### WHAT IS EXPECTED
Continue the cover letter for the mlx5 sub function patch series from where it stops.

### EXTRACTED TEXT
# # #
[PATCH net-next 00/19] Mellanox, mlx5 sub function support

[Date Prev][Date Next][Thread Prev][Thread Next][Date Index][Thread Index]

 



Hi Dave, Jiri, Alex,

This series adds the support for mlx5 sub function devices using
mediated device with eswitch switchdev mode.

This series is currently on top of [1], but once [1] is merged to
net-next tree, this series should be resend through usual Saeed's
net-next tree or to netdev net-next.

Mdev alias support patches are already reviewed at vfio/kvm's mailing
list in past. Since mlx5_core driver is first user of the
mdev alias API, those patches are part of this series to merge via
net-next tree.

[1] https://git.kernel.org/pub/scm/linux/kernel/git/saeed/linux.git/log/?h=net-next-mlx5

Also, once Jason Wang's series [9] is merged, mlx5_core driver will be enhanced to
use class id based matching support for mdev devices.
# # #
### EXTRACTED ENTRIES

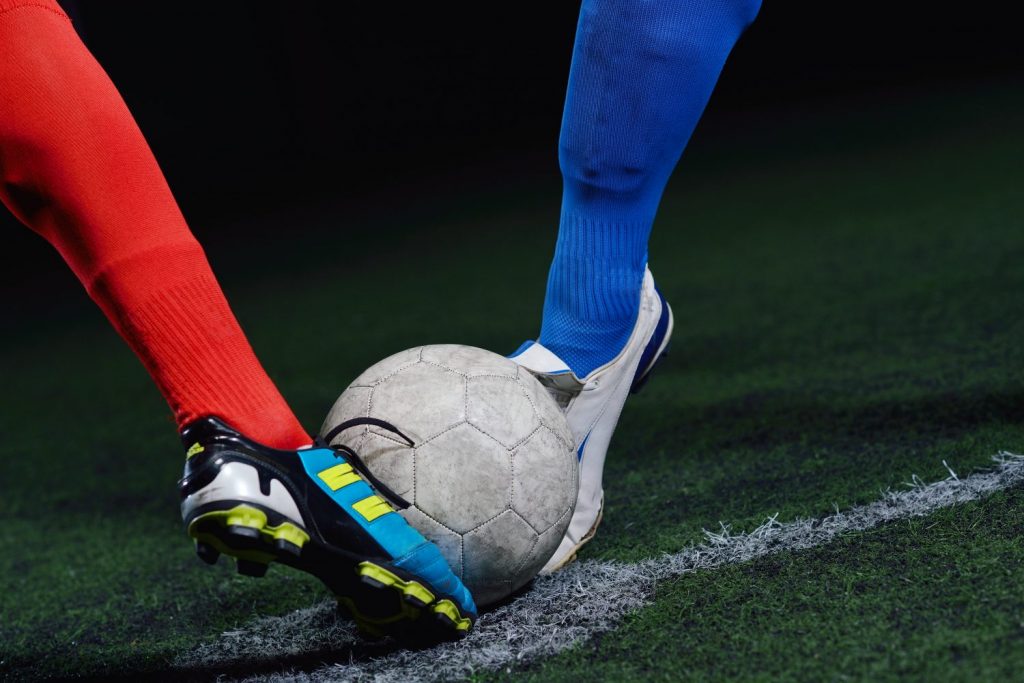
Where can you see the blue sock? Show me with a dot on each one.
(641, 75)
# # #
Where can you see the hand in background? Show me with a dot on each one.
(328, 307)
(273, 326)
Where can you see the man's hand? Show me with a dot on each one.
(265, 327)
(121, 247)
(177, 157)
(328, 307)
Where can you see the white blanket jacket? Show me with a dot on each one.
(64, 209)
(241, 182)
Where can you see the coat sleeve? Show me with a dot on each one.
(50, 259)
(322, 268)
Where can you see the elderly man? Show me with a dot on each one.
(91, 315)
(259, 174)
# # #
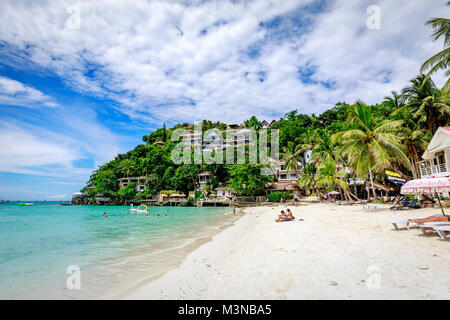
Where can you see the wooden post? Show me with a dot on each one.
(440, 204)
# # #
### RESULT
Abstract:
---------

Mellanox ConnectX device supports dynamic creation of sub function which
are equivalent to a PCI function handled by mlx5_core and mlx5_ib drivers.
It has few few differences to PCI function. They are described below in
overview section.

Mellanox sub function capability allows users to create several hundreds
of networking and/or rdma devices without depending on PCI SR-IOV support.

Motivation:
-----------
User wants to use multiple netdevices and rdma devices in a system
without enabling SR-IOV, possibly more number of devices than what
mellanox ConnectX device supports using SR-IOV.

Such devices will have most if not all of the acceleration and offload
capabilities of mlx5, while they are still light weight and don't demand
any dedicated physical resources such as (pci function, MSIX vectors).

Provision such netdevice and/or rdma device to use in bare-metal
server or provision to a container.

In future, map such sub function device to a VM once ConnectX device
supports it. In such case, it should be able to reuse existing
mediated device (mdev) [2] framework of kernel.

Regardless of how a sub function is used, it is desired to lifecycle
such device in unified way, such as using mdev [2].

User wants to have same level of control, visibility, offloads support
as that of current SR-IOV VFs using eswitch switchdev mode for
Ethernet devices.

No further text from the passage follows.